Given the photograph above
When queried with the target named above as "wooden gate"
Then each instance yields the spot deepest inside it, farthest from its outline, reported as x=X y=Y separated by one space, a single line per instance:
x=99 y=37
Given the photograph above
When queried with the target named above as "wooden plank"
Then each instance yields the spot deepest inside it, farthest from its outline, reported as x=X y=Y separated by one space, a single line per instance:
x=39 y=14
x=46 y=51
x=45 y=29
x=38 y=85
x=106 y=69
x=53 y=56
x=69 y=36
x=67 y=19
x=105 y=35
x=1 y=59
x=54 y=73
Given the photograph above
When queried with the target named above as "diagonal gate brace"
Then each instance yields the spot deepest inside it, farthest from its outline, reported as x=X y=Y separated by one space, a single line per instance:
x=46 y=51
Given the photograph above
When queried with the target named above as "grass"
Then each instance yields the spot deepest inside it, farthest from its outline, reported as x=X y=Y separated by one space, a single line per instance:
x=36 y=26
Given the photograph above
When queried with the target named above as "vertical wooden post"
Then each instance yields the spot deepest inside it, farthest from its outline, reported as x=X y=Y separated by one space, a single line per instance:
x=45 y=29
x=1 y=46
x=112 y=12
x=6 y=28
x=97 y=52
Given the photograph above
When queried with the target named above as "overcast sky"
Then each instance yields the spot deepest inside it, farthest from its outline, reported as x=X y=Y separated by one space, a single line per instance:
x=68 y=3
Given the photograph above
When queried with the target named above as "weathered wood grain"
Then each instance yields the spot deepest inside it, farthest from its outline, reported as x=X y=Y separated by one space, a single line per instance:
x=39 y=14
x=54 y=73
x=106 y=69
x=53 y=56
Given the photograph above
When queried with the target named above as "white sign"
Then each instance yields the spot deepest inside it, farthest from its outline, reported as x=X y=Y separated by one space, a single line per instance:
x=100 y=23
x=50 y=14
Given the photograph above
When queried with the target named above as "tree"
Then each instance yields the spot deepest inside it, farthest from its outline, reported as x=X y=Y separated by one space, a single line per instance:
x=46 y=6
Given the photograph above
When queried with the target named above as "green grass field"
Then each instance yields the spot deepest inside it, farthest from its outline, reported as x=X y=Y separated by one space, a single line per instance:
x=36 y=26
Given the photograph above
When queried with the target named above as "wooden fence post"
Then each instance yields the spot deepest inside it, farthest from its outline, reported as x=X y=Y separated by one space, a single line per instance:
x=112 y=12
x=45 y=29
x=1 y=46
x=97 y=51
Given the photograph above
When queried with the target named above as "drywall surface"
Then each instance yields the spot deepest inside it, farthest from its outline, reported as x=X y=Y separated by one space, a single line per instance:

__TASK DESCRIPTION__:
Print the material once more, exactly.

__FINISHED ANSWER__:
Given the photograph above
When queried with the target named above as "wooden gate"
Then each instance yields the spot deepest inside it, farthest from its outline, reported as x=X y=Y separated by one space, a single line per instance:
x=99 y=37
Given the photograph above
When queried with the target named above as "wooden plank"
Then each instance yields the spot deepest inside it, farthest from its outline, reported as x=X y=Y separated by one space, a single line per instance:
x=39 y=14
x=46 y=51
x=45 y=29
x=38 y=85
x=106 y=69
x=53 y=56
x=69 y=36
x=67 y=19
x=105 y=35
x=1 y=59
x=54 y=73
Given the photograph above
When queried with the target named above as "diagonal gate brace"
Then each instance yields the spot deepest inside it, farthest from its outline, reported as x=X y=Y separated by one space, a single line per instance:
x=46 y=51
Given the photograph above
When queried with the target named above as "grass"
Then each instance yields the spot deepest inside it, farthest from its outline, reported as x=X y=Y separated by one space, a single line per instance:
x=36 y=26
Given the photograph above
When queried with the target named above as "vertical wooden post"
Then each instance yields the spot deepest inside it, farthest from its outline, reported as x=X y=Y separated by one space, a single line per instance:
x=45 y=29
x=1 y=46
x=112 y=12
x=6 y=28
x=97 y=52
Given the photograph above
When queried with the target named above as "overcast sky"
Then each instance yields the spot deepest inside it, farthest from its outline, reported as x=X y=Y separated by one space, a single line per instance:
x=68 y=3
Given the photograph above
When queried with the target named above as "weathered wood grain"
Then each instance yields the spot deepest inside it, farthest from its outline, reported as x=X y=Y separated by one space, a single line per instance:
x=39 y=14
x=54 y=73
x=106 y=69
x=53 y=56
Given the photograph above
When queried with the target named above as "white sign"
Then each instance yields the spot deepest inside it, farthest from its outline, reported as x=X y=Y separated by one space, a single line per instance:
x=100 y=23
x=50 y=14
Given the photograph above
When queried with the target named above as "tree"
Then each instance yields the spot deepest inside it, farthest from its outline, reported as x=X y=Y separated by one space, a single line per instance:
x=46 y=6
Given the photograph above
When queried with the target named above as "green grass field"
Then each instance yields the spot deepest inside it, farthest from its outline, reported as x=X y=Y separated by one space, a single line per instance:
x=36 y=26
Given the photograph above
When queried with the target named above as "wooden fence post"
Then each instance yields the spot deepest inside it, farthest from its outline, reported as x=X y=Y separated by one space, a single line per instance:
x=112 y=12
x=45 y=29
x=1 y=46
x=97 y=51
Given the photograph above
When queried with the target named above as "drywall surface"
Then each instance yields the spot deepest inside it, farthest from its outline, reported as x=X y=Y separated by one space, a single line per instance:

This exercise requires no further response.